§ Activity
The word "glass" marks the lines you need; copy each of them from the data.

§ Data records
-- -- --

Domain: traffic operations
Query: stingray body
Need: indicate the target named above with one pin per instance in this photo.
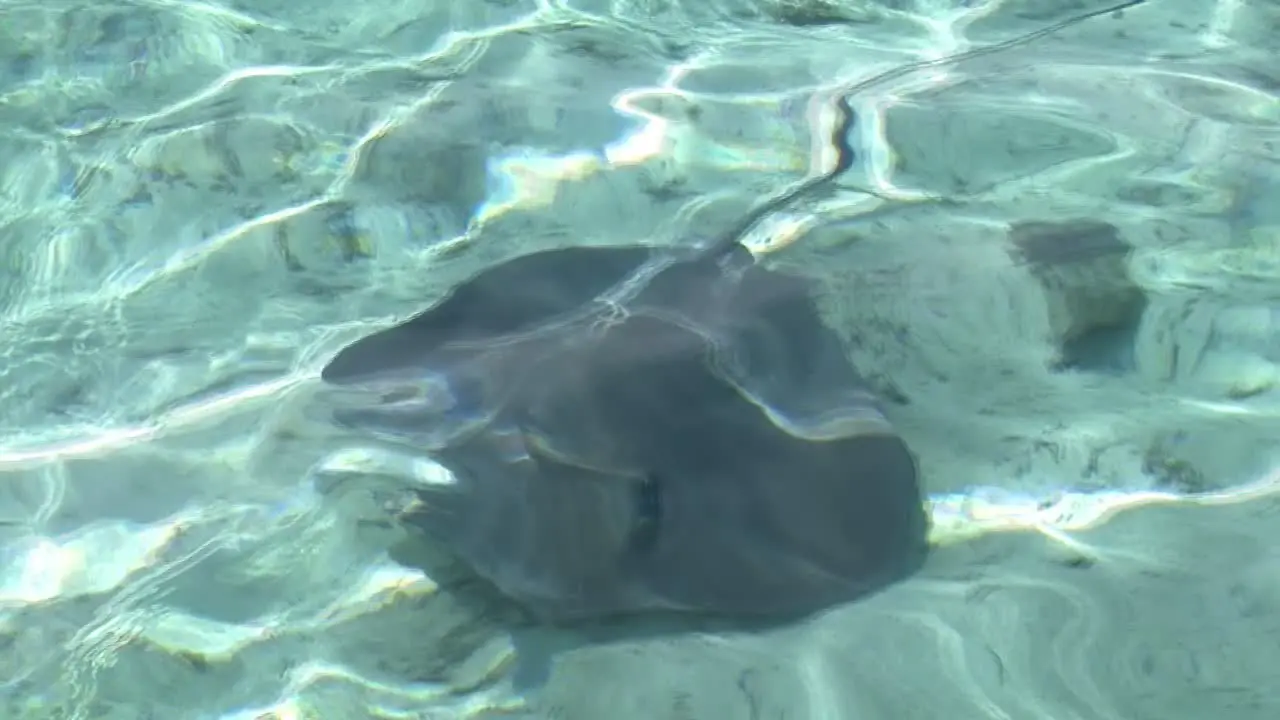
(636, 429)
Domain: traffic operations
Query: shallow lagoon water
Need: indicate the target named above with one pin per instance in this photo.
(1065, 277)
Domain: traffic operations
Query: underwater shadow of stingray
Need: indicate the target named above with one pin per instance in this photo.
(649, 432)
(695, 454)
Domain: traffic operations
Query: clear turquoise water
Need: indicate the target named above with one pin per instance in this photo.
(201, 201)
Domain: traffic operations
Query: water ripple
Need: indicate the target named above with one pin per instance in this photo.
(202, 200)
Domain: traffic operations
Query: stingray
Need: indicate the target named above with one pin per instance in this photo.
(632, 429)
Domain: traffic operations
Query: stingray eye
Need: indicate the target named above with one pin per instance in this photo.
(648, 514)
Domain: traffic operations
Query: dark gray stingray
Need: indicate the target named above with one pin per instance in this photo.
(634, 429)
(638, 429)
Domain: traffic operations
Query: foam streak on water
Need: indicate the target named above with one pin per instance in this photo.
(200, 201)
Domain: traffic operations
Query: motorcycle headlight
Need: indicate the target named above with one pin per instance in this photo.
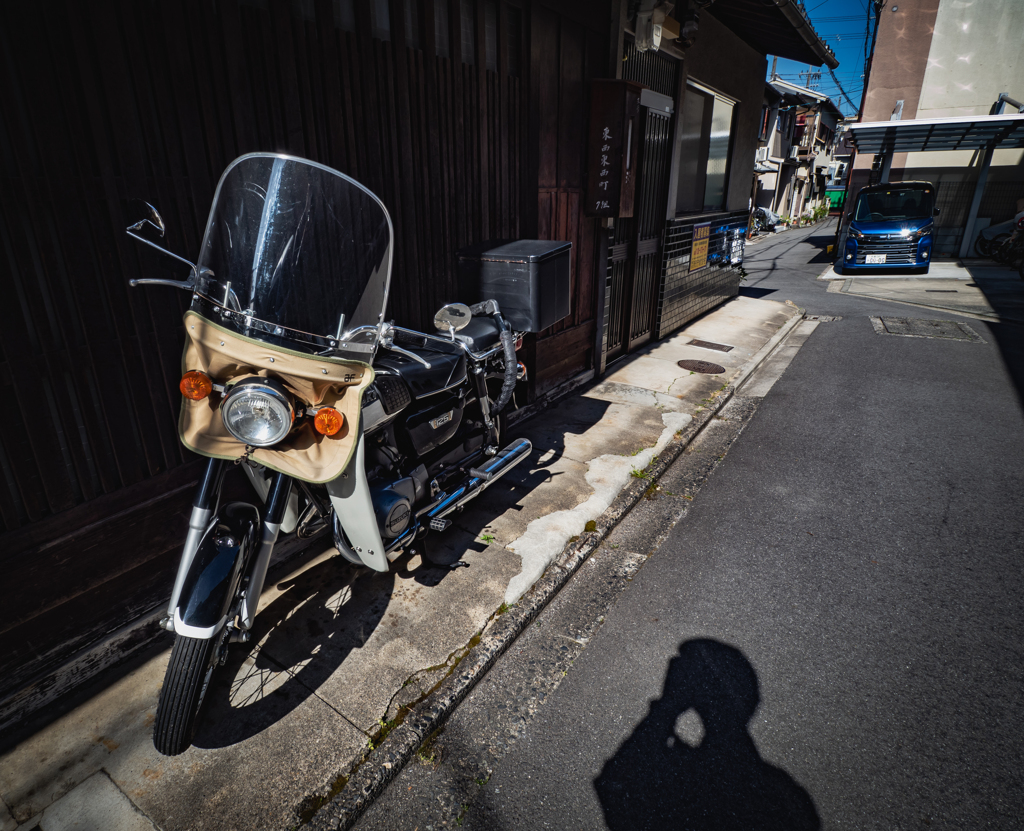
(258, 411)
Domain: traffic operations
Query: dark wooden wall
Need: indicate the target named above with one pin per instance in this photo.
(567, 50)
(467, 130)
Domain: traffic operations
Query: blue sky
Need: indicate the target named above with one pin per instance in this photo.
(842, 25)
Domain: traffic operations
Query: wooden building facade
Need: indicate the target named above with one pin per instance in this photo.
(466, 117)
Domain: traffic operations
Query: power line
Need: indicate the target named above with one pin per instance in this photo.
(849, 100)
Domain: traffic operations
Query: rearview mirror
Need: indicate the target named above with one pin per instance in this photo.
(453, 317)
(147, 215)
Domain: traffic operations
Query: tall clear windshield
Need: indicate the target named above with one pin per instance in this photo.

-- -- --

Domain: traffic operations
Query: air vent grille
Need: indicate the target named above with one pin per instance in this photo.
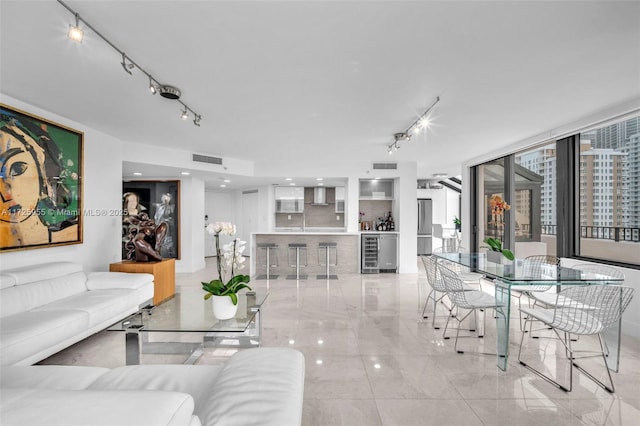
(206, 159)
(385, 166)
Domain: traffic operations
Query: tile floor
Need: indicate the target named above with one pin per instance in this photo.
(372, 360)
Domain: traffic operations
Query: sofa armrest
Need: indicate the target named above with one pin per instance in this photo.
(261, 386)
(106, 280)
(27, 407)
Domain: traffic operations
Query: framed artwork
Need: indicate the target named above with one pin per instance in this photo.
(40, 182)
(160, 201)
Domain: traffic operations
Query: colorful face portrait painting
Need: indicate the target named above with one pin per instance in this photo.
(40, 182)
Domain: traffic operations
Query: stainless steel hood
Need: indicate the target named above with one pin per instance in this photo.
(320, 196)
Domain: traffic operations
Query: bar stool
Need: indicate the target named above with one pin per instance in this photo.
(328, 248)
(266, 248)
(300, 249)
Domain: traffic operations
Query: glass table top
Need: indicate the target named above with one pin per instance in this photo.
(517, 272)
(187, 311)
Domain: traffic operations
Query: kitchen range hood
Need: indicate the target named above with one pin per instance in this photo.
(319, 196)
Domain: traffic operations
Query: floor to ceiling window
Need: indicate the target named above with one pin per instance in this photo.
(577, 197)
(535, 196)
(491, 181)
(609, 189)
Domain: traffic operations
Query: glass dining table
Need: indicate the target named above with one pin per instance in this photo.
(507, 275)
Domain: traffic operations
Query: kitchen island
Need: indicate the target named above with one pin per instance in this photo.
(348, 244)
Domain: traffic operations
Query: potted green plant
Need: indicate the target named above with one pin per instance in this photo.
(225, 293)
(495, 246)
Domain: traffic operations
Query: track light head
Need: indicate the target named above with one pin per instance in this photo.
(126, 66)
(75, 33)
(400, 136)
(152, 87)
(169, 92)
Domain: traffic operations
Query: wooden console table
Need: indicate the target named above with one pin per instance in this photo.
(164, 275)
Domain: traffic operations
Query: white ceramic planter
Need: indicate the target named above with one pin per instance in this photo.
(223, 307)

-- -- --

§ Result below
Query: glass table top
Query: glass dining table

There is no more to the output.